> **Requirement**: Copy out all of the data below with no alterations.

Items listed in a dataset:
——

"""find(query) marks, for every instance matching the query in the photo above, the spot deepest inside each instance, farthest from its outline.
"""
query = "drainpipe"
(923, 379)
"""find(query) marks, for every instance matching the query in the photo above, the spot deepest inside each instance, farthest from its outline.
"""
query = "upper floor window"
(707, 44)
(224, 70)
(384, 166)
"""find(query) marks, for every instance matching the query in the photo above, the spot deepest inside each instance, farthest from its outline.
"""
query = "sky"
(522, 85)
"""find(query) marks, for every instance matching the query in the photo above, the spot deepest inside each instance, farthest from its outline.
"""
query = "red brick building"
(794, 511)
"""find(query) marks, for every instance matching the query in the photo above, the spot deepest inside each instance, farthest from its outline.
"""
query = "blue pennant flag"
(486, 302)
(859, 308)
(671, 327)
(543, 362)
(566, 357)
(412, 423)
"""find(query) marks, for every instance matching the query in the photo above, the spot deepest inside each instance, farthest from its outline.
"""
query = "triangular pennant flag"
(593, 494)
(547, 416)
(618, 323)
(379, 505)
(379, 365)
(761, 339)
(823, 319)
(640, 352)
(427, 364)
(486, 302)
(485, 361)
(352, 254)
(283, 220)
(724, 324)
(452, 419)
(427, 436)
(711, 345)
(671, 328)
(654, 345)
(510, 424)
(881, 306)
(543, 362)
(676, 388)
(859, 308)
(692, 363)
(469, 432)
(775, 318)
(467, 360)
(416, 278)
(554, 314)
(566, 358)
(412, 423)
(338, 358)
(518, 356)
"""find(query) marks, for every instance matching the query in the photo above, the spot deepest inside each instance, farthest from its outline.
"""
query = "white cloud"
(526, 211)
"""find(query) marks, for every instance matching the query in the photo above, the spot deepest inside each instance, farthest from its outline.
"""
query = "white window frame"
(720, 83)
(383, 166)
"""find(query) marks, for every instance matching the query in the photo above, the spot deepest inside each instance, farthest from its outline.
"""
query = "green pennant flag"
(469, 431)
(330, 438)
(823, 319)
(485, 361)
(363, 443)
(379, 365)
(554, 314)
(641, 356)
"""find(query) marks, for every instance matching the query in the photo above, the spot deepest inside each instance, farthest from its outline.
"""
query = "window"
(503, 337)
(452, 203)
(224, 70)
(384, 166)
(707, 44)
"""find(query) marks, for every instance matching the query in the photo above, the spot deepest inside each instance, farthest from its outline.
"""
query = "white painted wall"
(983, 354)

——

> **Expected answer**:
"""find(query) marks, for every instance matching the query in the photo above, the spot deepest inside each instance, farthest from its outline.
"""
query = "drainpipe"
(923, 379)
"""find(query) marks, for every instance matching the query in the photo above, the spot deepest inside each instance, farthest from its outline.
"""
query = "upper floor window"
(707, 44)
(224, 70)
(384, 166)
"""find(query) marks, for every instance matching the query in the photo above, the spot deepest inside each instance, farthest from its outline.
"""
query = "sky"
(522, 85)
"""find(query) marks, for every instance matching the query in the photo above, the spot deepest inside each instance, farthest from its outline.
"""
query = "red brick building"
(794, 511)
"""find(query) marks, for every instance matching the query in the photo above, the spot deepest inside each instance, farthest from its outline.
"""
query = "blue pennant flag"
(486, 302)
(859, 308)
(671, 327)
(543, 362)
(566, 357)
(412, 423)
"""find(query) marks, for every instance matching the query in the photo above, the spot deepest inside each instance, farthest from its outline.
"""
query = "triangular pennant flag"
(593, 494)
(547, 416)
(618, 323)
(379, 505)
(379, 365)
(761, 339)
(823, 319)
(640, 352)
(427, 364)
(486, 302)
(485, 361)
(352, 254)
(283, 220)
(724, 324)
(452, 419)
(427, 436)
(711, 345)
(671, 328)
(654, 345)
(510, 424)
(881, 306)
(543, 362)
(676, 388)
(859, 308)
(692, 363)
(469, 432)
(775, 318)
(467, 360)
(416, 278)
(554, 314)
(566, 358)
(412, 423)
(338, 358)
(518, 356)
"""find(query) marks, for every instance matching the query in the photo above, the spot deepest inside each instance, farthest from its outline.
"""
query = "white cloud"
(526, 211)
"""find(query) marks, for every instance matching the query in the photo above, the spot deepest inside each instance, farthest from its outline.
"""
query = "white window frame"
(720, 83)
(383, 166)
"""find(query) marks, for every instance matching the query in the photo above, the spot deepest inside each instance, farthest from its outline.
"""
query = "green pennant flag"
(469, 431)
(330, 438)
(823, 319)
(485, 361)
(363, 443)
(379, 365)
(554, 314)
(641, 356)
"""find(query) marks, for every instance matching the query in the photo above, the spot deepest inside each instance, farthest from its outline.
"""
query = "window"
(503, 337)
(452, 203)
(224, 70)
(384, 166)
(707, 44)
"""find(query) marks, for every instance matching the query in the photo above, the spot deepest inside each instance, farthest from its outline.
"""
query = "white painted wall"
(983, 354)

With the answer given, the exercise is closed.